* Exercise requirements
Reproduce the lines below word for word, from first to last, and omit the pictures.

►

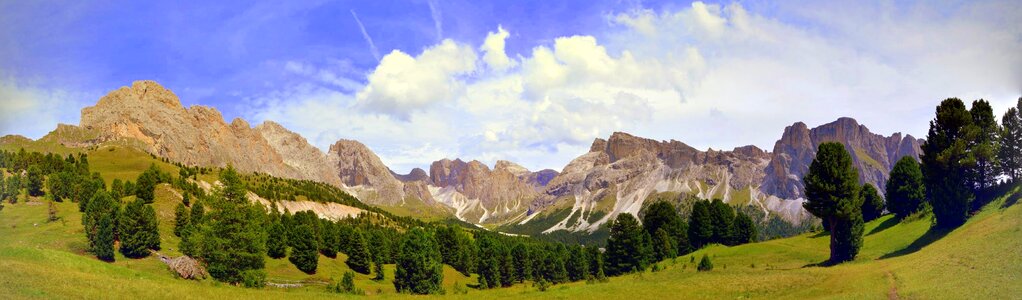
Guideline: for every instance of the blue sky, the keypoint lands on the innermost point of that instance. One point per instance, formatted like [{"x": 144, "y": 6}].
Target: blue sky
[{"x": 532, "y": 82}]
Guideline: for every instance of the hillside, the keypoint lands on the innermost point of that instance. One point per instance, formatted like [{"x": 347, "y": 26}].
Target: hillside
[{"x": 898, "y": 260}]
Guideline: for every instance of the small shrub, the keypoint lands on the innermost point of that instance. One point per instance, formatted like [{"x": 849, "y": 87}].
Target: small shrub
[{"x": 705, "y": 264}]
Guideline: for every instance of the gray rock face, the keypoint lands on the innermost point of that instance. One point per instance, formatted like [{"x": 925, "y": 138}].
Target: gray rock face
[{"x": 874, "y": 154}]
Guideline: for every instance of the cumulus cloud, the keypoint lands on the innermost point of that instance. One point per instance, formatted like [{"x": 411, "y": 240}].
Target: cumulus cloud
[
  {"x": 33, "y": 111},
  {"x": 706, "y": 75}
]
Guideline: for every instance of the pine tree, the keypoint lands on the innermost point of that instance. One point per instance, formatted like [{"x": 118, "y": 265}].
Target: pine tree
[
  {"x": 35, "y": 185},
  {"x": 359, "y": 258},
  {"x": 276, "y": 243},
  {"x": 419, "y": 265},
  {"x": 832, "y": 191},
  {"x": 1010, "y": 152},
  {"x": 984, "y": 146},
  {"x": 305, "y": 251},
  {"x": 745, "y": 229},
  {"x": 626, "y": 248},
  {"x": 103, "y": 246},
  {"x": 946, "y": 160},
  {"x": 181, "y": 219},
  {"x": 873, "y": 205},
  {"x": 906, "y": 191},
  {"x": 700, "y": 225}
]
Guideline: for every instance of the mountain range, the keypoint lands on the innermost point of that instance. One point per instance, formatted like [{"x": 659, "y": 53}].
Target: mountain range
[{"x": 617, "y": 175}]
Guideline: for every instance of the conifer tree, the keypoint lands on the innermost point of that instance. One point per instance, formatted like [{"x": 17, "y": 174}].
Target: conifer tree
[
  {"x": 906, "y": 190},
  {"x": 419, "y": 265},
  {"x": 832, "y": 193},
  {"x": 359, "y": 257}
]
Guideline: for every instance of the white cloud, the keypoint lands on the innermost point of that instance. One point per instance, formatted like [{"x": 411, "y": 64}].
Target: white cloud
[
  {"x": 706, "y": 75},
  {"x": 403, "y": 84},
  {"x": 34, "y": 111}
]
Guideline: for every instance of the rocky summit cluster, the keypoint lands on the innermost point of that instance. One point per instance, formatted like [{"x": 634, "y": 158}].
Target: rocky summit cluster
[{"x": 616, "y": 176}]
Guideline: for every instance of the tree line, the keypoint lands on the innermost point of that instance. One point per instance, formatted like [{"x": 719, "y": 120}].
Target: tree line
[{"x": 965, "y": 153}]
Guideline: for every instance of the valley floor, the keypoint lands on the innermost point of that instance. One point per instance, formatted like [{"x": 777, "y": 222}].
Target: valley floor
[{"x": 899, "y": 260}]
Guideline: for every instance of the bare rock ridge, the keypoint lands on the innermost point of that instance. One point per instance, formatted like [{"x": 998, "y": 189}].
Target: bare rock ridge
[
  {"x": 151, "y": 115},
  {"x": 874, "y": 154}
]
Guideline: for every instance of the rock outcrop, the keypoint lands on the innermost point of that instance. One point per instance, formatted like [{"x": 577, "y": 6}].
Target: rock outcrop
[
  {"x": 874, "y": 154},
  {"x": 152, "y": 117}
]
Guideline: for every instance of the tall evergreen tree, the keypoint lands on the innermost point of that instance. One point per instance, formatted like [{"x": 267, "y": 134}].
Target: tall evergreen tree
[
  {"x": 305, "y": 251},
  {"x": 906, "y": 191},
  {"x": 181, "y": 219},
  {"x": 359, "y": 257},
  {"x": 1010, "y": 152},
  {"x": 745, "y": 229},
  {"x": 700, "y": 225},
  {"x": 103, "y": 246},
  {"x": 419, "y": 266},
  {"x": 276, "y": 243},
  {"x": 832, "y": 191},
  {"x": 946, "y": 160},
  {"x": 984, "y": 146},
  {"x": 626, "y": 247},
  {"x": 873, "y": 205},
  {"x": 35, "y": 181}
]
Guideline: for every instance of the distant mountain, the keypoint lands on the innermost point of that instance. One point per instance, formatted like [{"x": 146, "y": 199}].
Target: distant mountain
[
  {"x": 617, "y": 175},
  {"x": 874, "y": 155}
]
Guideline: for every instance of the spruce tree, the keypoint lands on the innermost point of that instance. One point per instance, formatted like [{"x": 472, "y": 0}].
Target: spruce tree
[
  {"x": 873, "y": 204},
  {"x": 419, "y": 266},
  {"x": 359, "y": 258},
  {"x": 35, "y": 185},
  {"x": 181, "y": 219},
  {"x": 983, "y": 172},
  {"x": 1010, "y": 152},
  {"x": 946, "y": 161},
  {"x": 103, "y": 246},
  {"x": 626, "y": 248},
  {"x": 906, "y": 190},
  {"x": 305, "y": 251},
  {"x": 832, "y": 193},
  {"x": 276, "y": 243},
  {"x": 700, "y": 225}
]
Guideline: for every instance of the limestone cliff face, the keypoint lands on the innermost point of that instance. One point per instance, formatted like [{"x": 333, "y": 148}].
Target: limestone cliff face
[
  {"x": 874, "y": 155},
  {"x": 359, "y": 166},
  {"x": 152, "y": 117}
]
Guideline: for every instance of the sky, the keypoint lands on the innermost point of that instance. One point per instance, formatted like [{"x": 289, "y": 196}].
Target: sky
[{"x": 530, "y": 82}]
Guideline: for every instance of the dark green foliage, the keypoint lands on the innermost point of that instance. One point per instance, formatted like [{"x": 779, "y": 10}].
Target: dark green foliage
[
  {"x": 873, "y": 204},
  {"x": 745, "y": 229},
  {"x": 489, "y": 266},
  {"x": 906, "y": 191},
  {"x": 232, "y": 239},
  {"x": 146, "y": 184},
  {"x": 628, "y": 248},
  {"x": 99, "y": 206},
  {"x": 1010, "y": 150},
  {"x": 138, "y": 228},
  {"x": 832, "y": 193},
  {"x": 276, "y": 243},
  {"x": 577, "y": 263},
  {"x": 304, "y": 249},
  {"x": 358, "y": 257},
  {"x": 103, "y": 246},
  {"x": 181, "y": 219},
  {"x": 946, "y": 161},
  {"x": 984, "y": 146},
  {"x": 35, "y": 185},
  {"x": 700, "y": 225},
  {"x": 705, "y": 264},
  {"x": 419, "y": 264}
]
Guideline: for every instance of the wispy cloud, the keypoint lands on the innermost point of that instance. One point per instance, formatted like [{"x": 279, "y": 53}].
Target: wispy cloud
[{"x": 365, "y": 35}]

◄

* Solution to this problem
Guideline: for every instance of the blue sky, the keypoint lands on the innermost point of that instance. One point per instance, formatted like [{"x": 144, "y": 6}].
Target: blue sky
[{"x": 532, "y": 82}]
Guideline: for every instance of the hillside, the keypoint lands on the innermost point of that instance. One point per instance, formatted like [{"x": 347, "y": 26}].
Target: hillside
[{"x": 898, "y": 260}]
Guideline: for every instance of the small shrub, the keypoint lands on the innermost point of that instance. One point per instance, formatted like [{"x": 849, "y": 87}].
Target: small shrub
[{"x": 705, "y": 264}]
Guideline: for every instance of the gray rock face, the keypoint lands on the innermost point of that instance. One point per instance, formatted like [{"x": 925, "y": 138}].
Target: gray rock face
[{"x": 874, "y": 154}]
Guideline: for every instance of the cumulus cloud, the keypoint lands on the innermost point of that instance. One point per instance, formatted like [{"x": 411, "y": 240}].
Target: cumulus cloud
[
  {"x": 33, "y": 111},
  {"x": 706, "y": 75}
]
Guideline: for every instance of the pine tree, the keypoint lands on the innermost point of that instance. One point per instance, formatted like [{"x": 118, "y": 265}].
Target: pine tree
[
  {"x": 35, "y": 185},
  {"x": 359, "y": 258},
  {"x": 276, "y": 243},
  {"x": 419, "y": 265},
  {"x": 832, "y": 191},
  {"x": 1010, "y": 152},
  {"x": 984, "y": 146},
  {"x": 305, "y": 251},
  {"x": 745, "y": 229},
  {"x": 626, "y": 248},
  {"x": 103, "y": 246},
  {"x": 946, "y": 160},
  {"x": 181, "y": 219},
  {"x": 873, "y": 205},
  {"x": 906, "y": 191},
  {"x": 700, "y": 225}
]
Guideline: for every instance of the mountain range, the keypoint lands on the innermost point of that instance. One point per instance, formatted like [{"x": 659, "y": 53}].
Target: mountain range
[{"x": 617, "y": 175}]
Guideline: for every instance of the conifer tree, the keypoint lands on the innermost point of that instance. One point per instance, formatted like [{"x": 17, "y": 174}].
Target: conifer tree
[
  {"x": 906, "y": 190},
  {"x": 419, "y": 265},
  {"x": 832, "y": 193},
  {"x": 359, "y": 257}
]
Guideline: for every instance of the white cloud, the keypoint lands on the innermost point of that instance. One point per instance, formatted like [{"x": 411, "y": 64}].
Target: white cloud
[
  {"x": 706, "y": 75},
  {"x": 403, "y": 84},
  {"x": 34, "y": 111}
]
Guideline: for every instance of the rocky summit cluster, the keypoint lands on the innermost point of that instance. One point per instance, formatted like [{"x": 634, "y": 158}].
Target: rocky summit cluster
[{"x": 616, "y": 176}]
Guideline: for every instance of the tree line, the keypoint lands on the innermost point of that instance. One point per instance, formatted like [{"x": 719, "y": 120}].
Target: tree line
[{"x": 965, "y": 153}]
Guideline: for every instance of the valley floor, the keypoint lands on the innermost point of that instance. One point per instance, formatted like [{"x": 777, "y": 222}].
Target: valley floor
[{"x": 899, "y": 260}]
Guideline: for every instance of the bare rock ridge, the keypoint lands on the innermost point of that instance. One point per instance, formatted like [{"x": 998, "y": 189}].
Target: bare rock ridge
[
  {"x": 151, "y": 115},
  {"x": 874, "y": 154}
]
Guideline: for every instance of the rock outcrop, the keypoint lands on the innermost point of that instance. One point per instance, formatted like [{"x": 577, "y": 6}].
Target: rock outcrop
[
  {"x": 874, "y": 154},
  {"x": 152, "y": 117}
]
Guideline: for every instance of the tall evergreen tree, the keypoint lands on the innermost point of that instance. One point per instance, formatted like [{"x": 267, "y": 134}].
Target: tall evergreen tree
[
  {"x": 305, "y": 251},
  {"x": 906, "y": 191},
  {"x": 181, "y": 219},
  {"x": 359, "y": 257},
  {"x": 1010, "y": 152},
  {"x": 745, "y": 229},
  {"x": 700, "y": 225},
  {"x": 103, "y": 246},
  {"x": 419, "y": 266},
  {"x": 276, "y": 243},
  {"x": 832, "y": 191},
  {"x": 946, "y": 160},
  {"x": 984, "y": 146},
  {"x": 626, "y": 247},
  {"x": 873, "y": 205},
  {"x": 35, "y": 181}
]
Guideline: for every instance of the distant mountain, the keypoint lands on the innermost point of that instance. One point per instance, formatted like [{"x": 146, "y": 199}].
Target: distant mountain
[
  {"x": 617, "y": 175},
  {"x": 874, "y": 155}
]
Guideline: for every instance of the spruce tree, the keypoint lands on the innermost point of that instance. One point per instance, formatted like [{"x": 472, "y": 0}].
Target: spruce tree
[
  {"x": 873, "y": 204},
  {"x": 419, "y": 266},
  {"x": 359, "y": 258},
  {"x": 35, "y": 185},
  {"x": 181, "y": 219},
  {"x": 983, "y": 172},
  {"x": 1010, "y": 152},
  {"x": 946, "y": 161},
  {"x": 103, "y": 246},
  {"x": 626, "y": 248},
  {"x": 906, "y": 190},
  {"x": 305, "y": 251},
  {"x": 832, "y": 193},
  {"x": 276, "y": 243},
  {"x": 700, "y": 225}
]
Guideline: for every instance of the limestone cliff face, the keypoint lands on the innermost point of that instance. One point per instance, formatted like [{"x": 333, "y": 148}].
Target: limestone cliff face
[
  {"x": 874, "y": 155},
  {"x": 359, "y": 166},
  {"x": 152, "y": 117}
]
Guideline: for every instance of the sky, the keypoint lands on the innermost point of that instance. One point per instance, formatted like [{"x": 289, "y": 196}].
Target: sky
[{"x": 530, "y": 82}]
Guideline: for every instance of the dark green foliage, the keypoint lands on the innermost point of that instance. One point per instance, formatted like [{"x": 779, "y": 10}].
Target: dark green foliage
[
  {"x": 873, "y": 204},
  {"x": 745, "y": 229},
  {"x": 489, "y": 266},
  {"x": 906, "y": 191},
  {"x": 232, "y": 239},
  {"x": 146, "y": 184},
  {"x": 628, "y": 248},
  {"x": 99, "y": 206},
  {"x": 1010, "y": 150},
  {"x": 138, "y": 228},
  {"x": 832, "y": 193},
  {"x": 276, "y": 243},
  {"x": 577, "y": 263},
  {"x": 304, "y": 249},
  {"x": 358, "y": 257},
  {"x": 103, "y": 246},
  {"x": 181, "y": 219},
  {"x": 946, "y": 161},
  {"x": 984, "y": 146},
  {"x": 35, "y": 185},
  {"x": 700, "y": 225},
  {"x": 705, "y": 264},
  {"x": 419, "y": 264}
]
Guideline: for every instance of the wispy cloud, the keypoint lands on the innermost point of that instance. One point per instance, formatted like [{"x": 279, "y": 53}].
Target: wispy cloud
[{"x": 365, "y": 35}]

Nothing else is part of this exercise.